▼▼▼

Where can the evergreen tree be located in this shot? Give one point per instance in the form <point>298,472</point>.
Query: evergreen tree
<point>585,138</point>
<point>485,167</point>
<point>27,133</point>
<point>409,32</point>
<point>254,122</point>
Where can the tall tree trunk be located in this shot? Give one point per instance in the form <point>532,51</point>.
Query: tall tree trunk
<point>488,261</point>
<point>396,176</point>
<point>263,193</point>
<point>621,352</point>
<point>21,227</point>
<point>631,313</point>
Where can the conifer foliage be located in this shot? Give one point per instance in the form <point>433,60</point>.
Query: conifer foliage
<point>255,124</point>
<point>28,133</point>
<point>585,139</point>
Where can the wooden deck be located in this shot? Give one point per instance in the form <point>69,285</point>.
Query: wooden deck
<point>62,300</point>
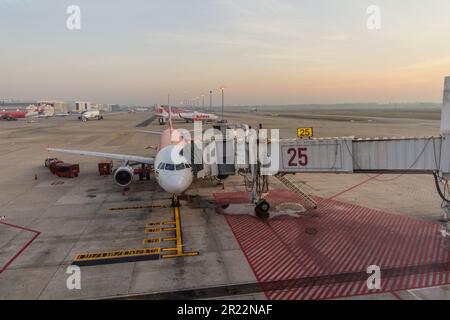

▲▲▲

Set out all of the data above as a Markdown table with the columns "Row" and "Line", giving each nonblank line its own numbered row. Leave out blank lines and any pictures.

| Row | Line |
|---|---|
| 1 | Where can the evergreen tree be located in this shot? Give one point per instance in the form <point>298,472</point>. |
| 2 | Query: evergreen tree |
| 3 | <point>585,138</point> |
| 4 | <point>485,167</point> |
| 5 | <point>27,133</point> |
| 6 | <point>409,32</point> |
| 7 | <point>254,122</point> |
| 8 | Where can the tall tree trunk be located in this shot? Give one point per instance in the form <point>532,51</point>. |
| 9 | Query: tall tree trunk |
| 10 | <point>488,261</point> |
| 11 | <point>396,176</point> |
| 12 | <point>263,193</point> |
| 13 | <point>621,352</point> |
| 14 | <point>21,227</point> |
| 15 | <point>631,313</point> |
| 16 | Where can the conifer foliage be located in this shot? Give one point per instance in the form <point>433,60</point>. |
| 17 | Query: conifer foliage |
| 18 | <point>255,124</point> |
| 19 | <point>28,133</point> |
| 20 | <point>585,139</point> |
| 21 | Where can the wooden deck be located in this shot? Give one point per instance in the form <point>69,285</point>. |
| 22 | Query: wooden deck |
| 23 | <point>62,300</point> |